§ **Exercise passage**
▽

AI for Students · Class 7 · Age 11–12 · Lesson 6 of 12

Research and Reading with AI 🔍

Use AI to find information, read long texts faster, cross-check facts, and build properly cited school projects — without copying or trusting blindly.

📘 Class 7 · Lesson 6 🕐 45–60 min 📚 Project skills inside 🆓 Free lesson
Illustrated scene: Indian student at a library desk surrounded by books and a glowing tablet, taking notes with a pencil
Watch first · 2–3 minutes

Class 7 Lesson 6 — Research and Reading with AI

No sign-in needed · English narration · Safe for all school ages

Story · Kavya's Science Project

The Project That Almost Went Wrong 📋

Kavya, 12, from Chennai, had a Geography project due in two days: "The water cycle and its importance for Indian agriculture." She typed the topic into AI and got back three paragraphs — detailed, well-written, and completely wrong in one key part. The AI had confused two different water-related processes and stated something that contradicted her Class 7 NCERT textbook.

If Kavya had copied those paragraphs directly, her teacher — who knew the chapter well — would have caught the error immediately. Instead, Kavya had learned something important: AI gives you a starting point, not a finished answer. Information always needs to be verified.

She went back to her textbook, confirmed the correct explanation, rewrote the project in her own words, and included a simple bibliography. Her teacher gave her top marks — not just for content, but for the way she had clearly thought through the topic herself.

👉 In this lesson you will learn the full research workflow that Kavya used — starting with AI, checking sources, and presenting information that is genuinely yours.
Section 1 of 8

🔑 The Research Rule: AI is a Starting Point, Not the Answer

When you research a topic for school, your job is to understand it well enough to explain it in your own words. AI is the fastest way to get an overview — a map of the topic — but a map is not the territory. The details, accuracy, and understanding must come from verified sources.

AI can be wrong about facts. AI generates text based on patterns — it does not look up a live database. It can state incorrect statistics, confuse similar concepts, mix up dates, or present outdated information as current. This is especially common for Indian-specific data (population figures, state information, recent events). Always verify with your textbook or a trusted source.

△

§ **Listed entries**
▽

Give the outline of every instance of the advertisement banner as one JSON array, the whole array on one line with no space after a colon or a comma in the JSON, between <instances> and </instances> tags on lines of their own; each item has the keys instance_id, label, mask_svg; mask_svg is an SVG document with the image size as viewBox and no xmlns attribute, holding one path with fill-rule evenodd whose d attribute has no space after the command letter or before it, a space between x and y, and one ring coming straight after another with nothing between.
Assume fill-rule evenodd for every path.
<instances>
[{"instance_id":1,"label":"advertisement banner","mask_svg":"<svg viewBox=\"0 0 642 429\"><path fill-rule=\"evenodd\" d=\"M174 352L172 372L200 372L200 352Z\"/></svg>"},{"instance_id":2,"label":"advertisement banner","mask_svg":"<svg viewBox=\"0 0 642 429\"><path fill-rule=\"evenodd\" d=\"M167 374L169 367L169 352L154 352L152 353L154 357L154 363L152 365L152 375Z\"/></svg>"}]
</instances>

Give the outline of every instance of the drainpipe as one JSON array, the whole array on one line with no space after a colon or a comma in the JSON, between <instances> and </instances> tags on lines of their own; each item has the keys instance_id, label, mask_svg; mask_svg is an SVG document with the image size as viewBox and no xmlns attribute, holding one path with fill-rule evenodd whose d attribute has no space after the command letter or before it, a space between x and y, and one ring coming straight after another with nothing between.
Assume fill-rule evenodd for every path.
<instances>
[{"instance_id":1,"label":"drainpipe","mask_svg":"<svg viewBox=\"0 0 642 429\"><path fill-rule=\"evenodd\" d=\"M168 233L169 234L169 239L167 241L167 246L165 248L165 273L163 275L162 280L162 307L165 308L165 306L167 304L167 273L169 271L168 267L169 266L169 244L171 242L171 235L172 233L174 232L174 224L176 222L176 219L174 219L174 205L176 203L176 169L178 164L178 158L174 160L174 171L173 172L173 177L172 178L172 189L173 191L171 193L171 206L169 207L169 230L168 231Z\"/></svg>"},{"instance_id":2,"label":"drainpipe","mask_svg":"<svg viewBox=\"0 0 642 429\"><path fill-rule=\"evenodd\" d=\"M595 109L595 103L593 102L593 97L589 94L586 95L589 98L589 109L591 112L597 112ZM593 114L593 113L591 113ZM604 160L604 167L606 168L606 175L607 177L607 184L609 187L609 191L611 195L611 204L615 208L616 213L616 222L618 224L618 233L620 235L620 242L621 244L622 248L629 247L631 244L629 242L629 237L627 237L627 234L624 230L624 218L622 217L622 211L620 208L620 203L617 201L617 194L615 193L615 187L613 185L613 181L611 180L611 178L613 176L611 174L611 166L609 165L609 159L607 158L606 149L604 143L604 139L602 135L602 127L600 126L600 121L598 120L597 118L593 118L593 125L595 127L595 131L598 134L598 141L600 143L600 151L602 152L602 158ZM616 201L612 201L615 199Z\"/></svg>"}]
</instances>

△

§ **Assignment 1**
Reproduce the part of the lesson starting with "Use AI to find" and going on through "or trusting blindly.".
§ **Assignment 2**
In the lesson, which city is Kavya from?
Work only from the lesson.

§ **Answer box 1**
Use AI to find information, read long texts faster, cross-check facts, and build properly cited school projects — without copying or trusting blindly.

§ **Answer box 2**
Chennai